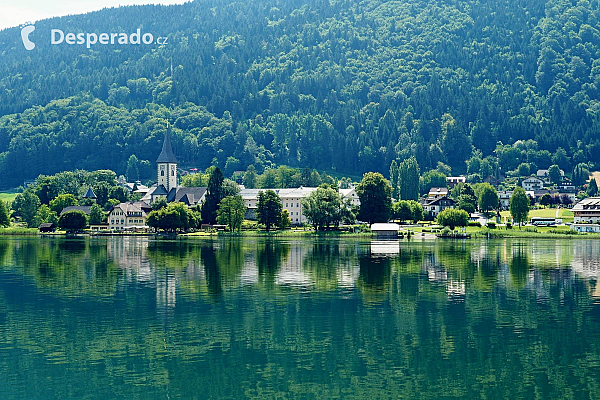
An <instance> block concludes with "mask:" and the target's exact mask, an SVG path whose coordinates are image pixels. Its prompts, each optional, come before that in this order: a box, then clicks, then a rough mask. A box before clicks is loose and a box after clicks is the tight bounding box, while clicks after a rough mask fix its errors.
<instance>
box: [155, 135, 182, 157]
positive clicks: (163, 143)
mask: <svg viewBox="0 0 600 400" xmlns="http://www.w3.org/2000/svg"><path fill="white" fill-rule="evenodd" d="M156 162H157V163H164V162H166V163H173V164H176V163H177V158H176V157H175V154H174V153H173V148H172V147H171V130H170V129H169V128H167V133H165V140H164V142H163V148H162V151H161V152H160V155H159V156H158V158H157V159H156Z"/></svg>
◆ ◆ ◆ ◆
Work to complete. Lay out everything from the start of the rows down to the line containing "box: [155, 135, 182, 157]" as a Markdown table with the columns Line No. and Content, numbering each line in order. Include both ends, and omit blank lines and pictures.

Answer space.
| Line No. | Content |
|---|---|
| 1 | An <instance> block concludes with "mask:" and the target's exact mask, an SVG path whose coordinates are image pixels. Its prompts, each optional, come before that in this order: a box, then clicks, then a rough mask. A box before clicks is loose and a box after clicks is the tight bounding box, while clicks after a rough mask fix its errors. |
| 2 | <instance> |
| 3 | box: [155, 135, 182, 157] |